Texte proposé →
Chers membres du forum, étudiants, physiciens, ingénieurs et autres spécialistes des sciences en général.
J'ouvre cette discussion sur un sujet très large, qui, pour pouvoir espérer des éléments de réponses pertinents et rigoureux, devraient être débattus par des détenteurs de savoir dans des domaines très variés. Toutefois, s'il est vrai que l'expertise est un critère garant de la qualité d'une discussion, j'aime penser que l'expérience de chacun est un éléments nécessaire et suffisant pour avoir le droit de partager son opinion voire ses hypothèses sur des questions aussi vastes et complexes soit-elle. Au regard de l'importance du sujet que j'ouvre, il est très probable que mon message soit très long et dense, veuillez m'excuser d'avance si parfois les informations sont trop nombreuses ou trop peu claires. Veuillez également accepter toute ma gratitude si vous prenez le temps de me lire voire peut être même me répondre.
Avant d'entrer dans le vif du sujet, j'attire votre attention sur le fait qu'il n'y a pas de question précise, mais que l'objectif est d'entamer une discussion non exhaustive sur le sujet avec des personnes intéressées. Pour commencer, voici un bref résumé de ma situation et de mon expérience personnel qui fait qu'aujourd'hui je suis en train d'écrire ce message et de solliciter l'avis de l'Autre (avec un grand A). En effet, aussi fûté et teigneux que je puisse être lorsque je réfléchis aux questions que je me pose, j'ai toujours trouvé les meilleurs pistes de réflexions dans la divergence de pensée et le partage des idées.

Objectifs →
[1] Traduisez en anglais cette phrase du message du forum : « Avant d'entrer dans le vif du sujet, j'attire votre attention sur le fait qu'il n'y a pas de question précise, mais que l'objectif est d'entamer une discussion non exhaustive sur le sujet avec des personnes intéressées. »
[2] Poursuivez le message du forum après sa dernière phrase.
Les lignes ci-dessous ne sont pas nécessaires.

Données disponibles →

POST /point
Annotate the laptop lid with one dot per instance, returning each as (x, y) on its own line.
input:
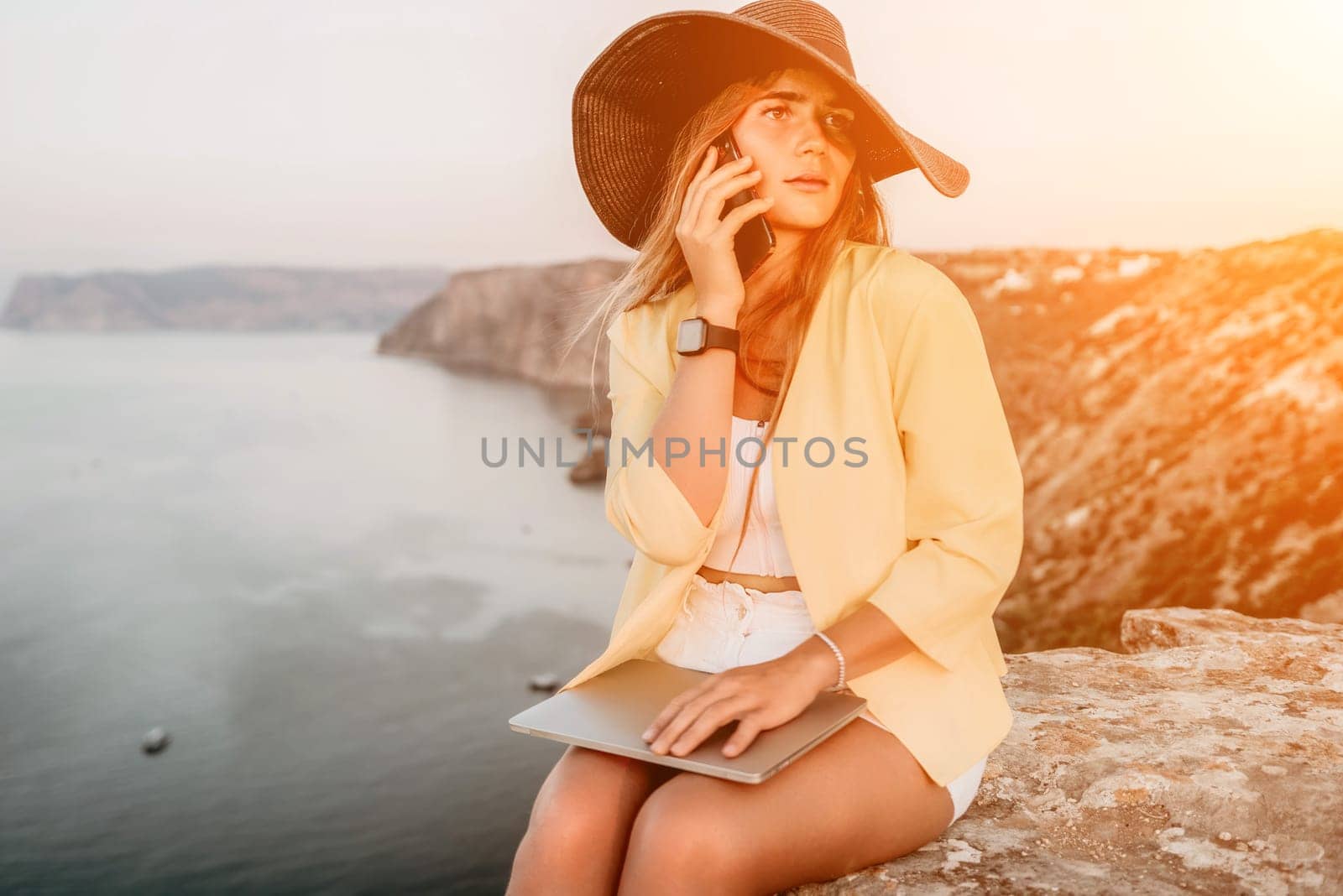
(611, 710)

Corrigé de l'exercice →
[1] Before getting to the heart of the matter, I would like to draw your attention to the fact that there is no specific question, but that the goal is to start a non-exhaustive discussion on the topic with interested people.

[2]
Voilà maintenant près de 6 ans que j'ai quitté les bancs de l'enseignement obligatoire. A cette époque, j'étais loin du modèle de l'élève idéal, la rigueur et le travail ne faisaient pas partie de mes qualité premières contrairement à l'humour et l'envie de rendre un tant soit peu plus amusant les journées que je passais à moitié endormi à écouter des personnes qui parlaient de sujets parfois ennuyeux, parfois beaucoup trop compliqués pour être compris pleinement à raison de quelque heures par semaines. Une fois mon bac obtenu à l'âge de 17 ans, je me suis rendu en fac de droit car il s'agissait de la seule option immédiate à mes yeux à cet instant. Déjà au lycée, les options mathématiques/scientifiques me semblaient être les plus difficiles. Là ou je me contentais d'étudier le moins possible pour certains cours afin d'avoir la stricte moitié nécessaire, les cours de mathématiques, physique et chimie ne me laissaient aucune chance. M'étant persuadé de ne pas être fait pour cette filière je me suis lancé dans le droit pendant plusieurs années. Seulement même si ces matières étaient synonymes d'échec et de difficultés, j'en ai directement ressenti le manque. Il y a deux ans, j'ai décidé d'arrêter mes études de droit pour reprendre des études math/physique à l'université. D'un certain côté, j'ai l'impression que c'est le meilleur choix que j'ai fait de ma vie, d'un autre côté, j'ai peur d'avoir peut être fait le pire, je m'explique.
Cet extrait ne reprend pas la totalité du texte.